Je vous écris un peu au hasard, ne sachant si vous êtes à Belley, à Lyon, en Sardaigne ou en Europe. Mais j'espère que ma lettre vous trouvera.

A mon retour de Londres, au mois d'août, je suis allé à Bade, où j'étais engagé par M. Bénazet, le directeur des jeux. J'y ai organisé et dirigé un beau festival où l'on a entendu deux actes de Faust, etc. De là, je suis allé à Francfort, où j'ai donné deux autres concerts au théâtre, avec Faust toujours.

Données sources.
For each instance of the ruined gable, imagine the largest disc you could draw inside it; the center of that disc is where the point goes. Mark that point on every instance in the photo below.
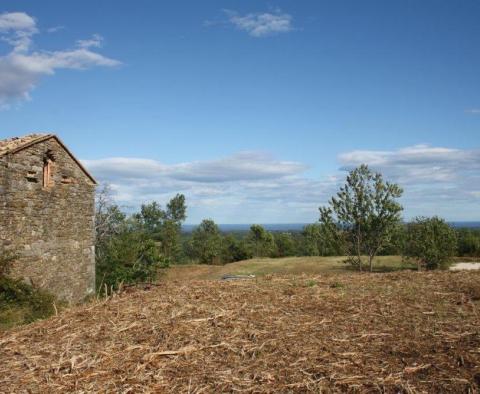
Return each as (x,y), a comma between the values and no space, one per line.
(47,215)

Consignes.
- A) Indiquez pour chaque affirmation si elle concorde avec l'extrait, par oui ou par non, en citant exactement les mots de l'extrait qui tranchent. (i) Après son retour de Londres, l'auteur de la lettre est allé à Bade. (ii) L'auteur de la lettre sait où se trouve son destinataire. (iii) Au festival de Bade, on a entendu trois actes de Faust.
- B) Veuillez recopier mot pour mot le passage de l'extrait qui va de « Je vous écris » à « avec Faust toujours. ».

Corrigés.
- A)
(i) Oui : « A mon retour de Londres, au mois d'août, je suis allé à Bade »
(ii) Non : « ne sachant si vous êtes à Belley, à Lyon, en Sardaigne ou en Europe »
(iii) Non : « où l'on a entendu deux actes de Faust »

- B)
Je vous écris un peu au hasard, ne sachant si vous êtes à Belley, à Lyon, en Sardaigne ou en Europe. Mais j'espère que ma lettre vous trouvera.

A mon retour de Londres, au mois d'août, je suis allé à Bade, où j'étais engagé par M. Bénazet, le directeur des jeux. J'y ai organisé et dirigé un beau festival où l'on a entendu deux actes de Faust, etc. De là, je suis allé à Francfort, où j'ai donné deux autres concerts au théâtre, avec Faust toujours.